Stored data entries
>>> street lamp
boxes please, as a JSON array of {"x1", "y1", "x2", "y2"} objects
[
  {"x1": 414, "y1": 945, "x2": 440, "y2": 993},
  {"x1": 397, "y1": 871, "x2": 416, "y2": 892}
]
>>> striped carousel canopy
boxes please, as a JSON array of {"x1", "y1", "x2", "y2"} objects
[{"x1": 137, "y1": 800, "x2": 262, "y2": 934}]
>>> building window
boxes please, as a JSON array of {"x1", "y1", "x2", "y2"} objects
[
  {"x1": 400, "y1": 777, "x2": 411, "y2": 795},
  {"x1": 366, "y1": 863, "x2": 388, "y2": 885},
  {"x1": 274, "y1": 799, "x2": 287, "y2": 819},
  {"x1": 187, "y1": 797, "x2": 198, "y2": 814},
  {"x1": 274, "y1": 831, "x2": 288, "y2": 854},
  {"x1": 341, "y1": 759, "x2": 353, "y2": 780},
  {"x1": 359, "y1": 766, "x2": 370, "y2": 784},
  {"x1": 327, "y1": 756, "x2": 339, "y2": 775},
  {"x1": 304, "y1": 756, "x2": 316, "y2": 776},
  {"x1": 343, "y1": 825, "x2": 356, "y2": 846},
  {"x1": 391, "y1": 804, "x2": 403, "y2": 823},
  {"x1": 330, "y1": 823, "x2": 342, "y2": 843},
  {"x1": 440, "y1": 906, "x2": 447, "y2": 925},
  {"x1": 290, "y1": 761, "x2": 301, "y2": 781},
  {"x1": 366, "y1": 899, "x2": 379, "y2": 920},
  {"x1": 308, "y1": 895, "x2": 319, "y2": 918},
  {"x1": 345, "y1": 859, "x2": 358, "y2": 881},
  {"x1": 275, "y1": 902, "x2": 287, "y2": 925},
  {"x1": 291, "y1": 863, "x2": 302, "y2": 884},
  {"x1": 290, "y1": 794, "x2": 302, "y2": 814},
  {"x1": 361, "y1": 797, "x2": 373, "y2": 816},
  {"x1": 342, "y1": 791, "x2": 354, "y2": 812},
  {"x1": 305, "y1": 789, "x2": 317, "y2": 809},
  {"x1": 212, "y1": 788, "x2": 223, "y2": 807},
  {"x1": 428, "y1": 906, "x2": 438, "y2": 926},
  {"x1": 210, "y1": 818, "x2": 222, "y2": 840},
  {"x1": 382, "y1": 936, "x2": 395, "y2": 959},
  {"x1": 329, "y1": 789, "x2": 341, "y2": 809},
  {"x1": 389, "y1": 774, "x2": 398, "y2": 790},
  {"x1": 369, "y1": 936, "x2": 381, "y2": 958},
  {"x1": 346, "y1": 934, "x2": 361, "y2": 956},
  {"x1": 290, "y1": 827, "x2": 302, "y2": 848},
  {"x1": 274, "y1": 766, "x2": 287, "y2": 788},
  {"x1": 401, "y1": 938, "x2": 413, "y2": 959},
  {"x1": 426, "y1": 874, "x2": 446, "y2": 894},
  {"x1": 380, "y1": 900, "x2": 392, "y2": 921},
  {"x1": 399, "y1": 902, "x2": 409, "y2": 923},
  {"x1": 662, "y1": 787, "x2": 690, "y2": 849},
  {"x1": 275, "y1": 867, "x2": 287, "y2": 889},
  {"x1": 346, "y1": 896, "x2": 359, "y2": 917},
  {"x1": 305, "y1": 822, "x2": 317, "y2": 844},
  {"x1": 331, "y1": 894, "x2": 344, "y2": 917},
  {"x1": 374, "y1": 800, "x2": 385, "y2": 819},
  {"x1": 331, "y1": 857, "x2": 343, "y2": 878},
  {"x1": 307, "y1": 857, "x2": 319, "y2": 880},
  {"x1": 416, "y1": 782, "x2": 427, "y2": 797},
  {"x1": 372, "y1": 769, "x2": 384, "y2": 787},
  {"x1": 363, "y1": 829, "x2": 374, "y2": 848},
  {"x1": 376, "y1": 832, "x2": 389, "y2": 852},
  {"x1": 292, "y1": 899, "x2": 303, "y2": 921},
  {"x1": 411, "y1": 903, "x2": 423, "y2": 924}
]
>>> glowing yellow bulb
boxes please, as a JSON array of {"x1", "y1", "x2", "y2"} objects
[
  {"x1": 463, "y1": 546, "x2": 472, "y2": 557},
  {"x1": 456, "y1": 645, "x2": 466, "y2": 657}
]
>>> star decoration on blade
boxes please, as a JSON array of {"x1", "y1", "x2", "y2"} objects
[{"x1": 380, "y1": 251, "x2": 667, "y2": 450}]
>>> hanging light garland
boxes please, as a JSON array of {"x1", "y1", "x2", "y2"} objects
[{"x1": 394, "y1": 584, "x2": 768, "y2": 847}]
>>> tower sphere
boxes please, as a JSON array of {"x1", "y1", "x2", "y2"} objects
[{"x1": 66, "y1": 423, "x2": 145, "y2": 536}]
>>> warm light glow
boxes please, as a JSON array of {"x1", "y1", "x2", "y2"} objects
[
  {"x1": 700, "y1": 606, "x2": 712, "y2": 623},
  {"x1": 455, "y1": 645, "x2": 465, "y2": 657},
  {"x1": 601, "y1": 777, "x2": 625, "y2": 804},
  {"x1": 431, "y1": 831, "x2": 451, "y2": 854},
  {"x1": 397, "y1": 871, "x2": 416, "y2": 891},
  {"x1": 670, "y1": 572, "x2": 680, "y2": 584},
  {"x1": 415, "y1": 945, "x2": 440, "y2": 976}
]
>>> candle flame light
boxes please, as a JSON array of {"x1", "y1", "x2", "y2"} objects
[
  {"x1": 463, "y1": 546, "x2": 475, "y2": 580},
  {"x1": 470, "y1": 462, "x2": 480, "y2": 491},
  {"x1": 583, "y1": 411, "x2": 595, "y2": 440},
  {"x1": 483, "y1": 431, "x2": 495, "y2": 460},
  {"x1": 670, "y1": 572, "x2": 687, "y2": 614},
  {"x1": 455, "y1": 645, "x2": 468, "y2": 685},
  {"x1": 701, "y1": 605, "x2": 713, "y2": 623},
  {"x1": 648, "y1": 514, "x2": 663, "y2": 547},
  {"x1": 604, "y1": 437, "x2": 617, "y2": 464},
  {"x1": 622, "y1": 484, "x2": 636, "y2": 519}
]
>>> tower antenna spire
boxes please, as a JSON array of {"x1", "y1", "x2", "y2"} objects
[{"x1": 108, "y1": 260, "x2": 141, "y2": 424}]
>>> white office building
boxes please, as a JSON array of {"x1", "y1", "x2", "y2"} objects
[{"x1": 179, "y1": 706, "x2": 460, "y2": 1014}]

**Exercise goal:**
Copy every line of the entries above in which "building" occurs.

**The completed task:**
>>> building window
>>> white office building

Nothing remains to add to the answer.